Beginning at the line containing "Which pixel lies on the rear windshield?", output every line to the end of the data below exactly as it appears.
---------- Listed entries ----------
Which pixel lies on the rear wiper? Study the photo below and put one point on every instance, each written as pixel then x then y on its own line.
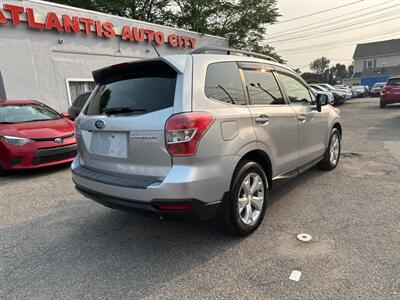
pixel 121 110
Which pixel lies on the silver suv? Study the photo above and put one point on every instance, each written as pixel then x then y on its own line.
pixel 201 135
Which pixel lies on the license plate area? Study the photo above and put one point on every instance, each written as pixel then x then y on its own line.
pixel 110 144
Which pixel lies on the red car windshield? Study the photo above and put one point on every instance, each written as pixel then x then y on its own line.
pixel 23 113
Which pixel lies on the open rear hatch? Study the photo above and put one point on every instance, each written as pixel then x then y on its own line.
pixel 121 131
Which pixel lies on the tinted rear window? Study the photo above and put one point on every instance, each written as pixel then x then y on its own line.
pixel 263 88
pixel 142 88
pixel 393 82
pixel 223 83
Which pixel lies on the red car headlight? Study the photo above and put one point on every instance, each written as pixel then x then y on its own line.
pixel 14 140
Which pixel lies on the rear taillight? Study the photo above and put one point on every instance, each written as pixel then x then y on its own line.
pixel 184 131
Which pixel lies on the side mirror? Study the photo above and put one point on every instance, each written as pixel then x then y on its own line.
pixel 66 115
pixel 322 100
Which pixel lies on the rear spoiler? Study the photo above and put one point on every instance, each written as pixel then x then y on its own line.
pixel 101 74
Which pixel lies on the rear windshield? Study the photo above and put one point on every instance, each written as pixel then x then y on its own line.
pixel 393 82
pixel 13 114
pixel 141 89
----------
• Result of this task:
Which pixel lies on the rear windshield? Study the photo above and put one point on every instance, each written as pixel then x then y on its own line.
pixel 393 82
pixel 13 114
pixel 141 89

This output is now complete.